> **Selected passage**:
[BEGIN]
Exit 57 is a 30-minute sketch comedy series that aired on the American television channel Comedy Central from 1995 to 1996; its cast was composed of comedians Stephen Colbert, Paul Dinello, Jodi Lennon, Mitch Rouse, and Amy Sedaris, all of whom had previously studied improv at The Second City in Chicago. In 1999 Sedaris, Dinello, Colbert and Rouse also created the Comedy Central show Strangers with Candy.

Humorist David Sedaris served as an additional writer for the series, sharing a single onscreen credit with his sister as "The Talent Family".

All of the sketches in the series are implied to take place in the fictionalized suburban setting of the Quad Cities.

Origin 
Sedaris, Dinello, and Rouse initially were approached about developing a sketch comedy show for HBO Downtown Productions after appearing in a comic play titled Stitches., written by Amy Sedaris's brother David Sedaris. The group had not performed together using the name Exit 57 before the series was proposed, but rather came together to develop the show. The series was filmed in New York; Stephen Colbert moved from Chicago, leaving Second City, for this reason. Jodi Lennon moved from Chicago, leaving The Annoyance Theatre.
[END]
> **Aim of the task**: Continue the text about the sketch comedy series Exit 57 from the point where it stops.

> **Available data**:
[BEGIN]
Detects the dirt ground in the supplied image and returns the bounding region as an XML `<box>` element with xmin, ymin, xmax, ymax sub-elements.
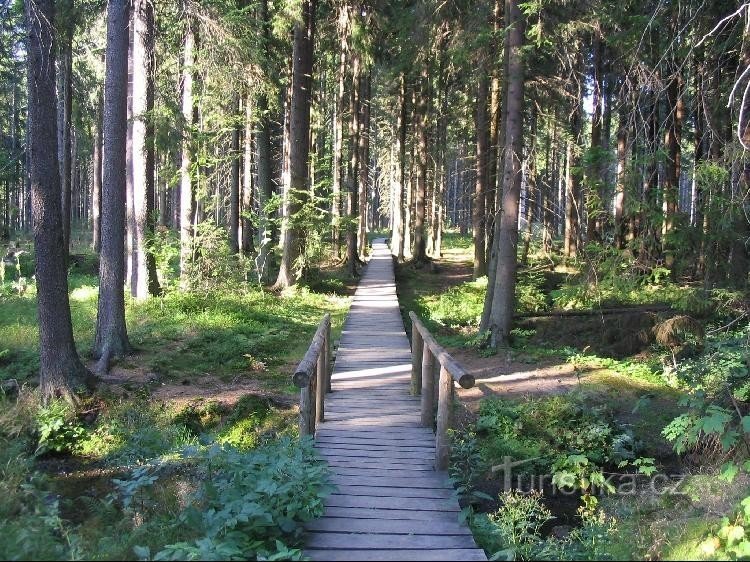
[END]
> **In response**:
Opening sequence 
During the show's cryptic opening sequence, the cast members are seen standing next to a broken down car on the highway. Soon they are picked up by a passing driver, who changes the radio station at the mention of a serial killer, and takes Polaroid pictures of his increasingly uncomfortable passengers. Growing suspicious, the cast demands to be let out. The car is then seen pulling off the highway at Exit 57.

A rendition of "If I Knew You Were Comin' I'd've Baked a Cake" served as the show's theme song.

Reception 
Despite having 12 episodes over the course of two seasons, the series met with a fair amount of critical acclaim before its cancellation, garnering CableACE nominations in 1995 for writing, performance, and best comedy series.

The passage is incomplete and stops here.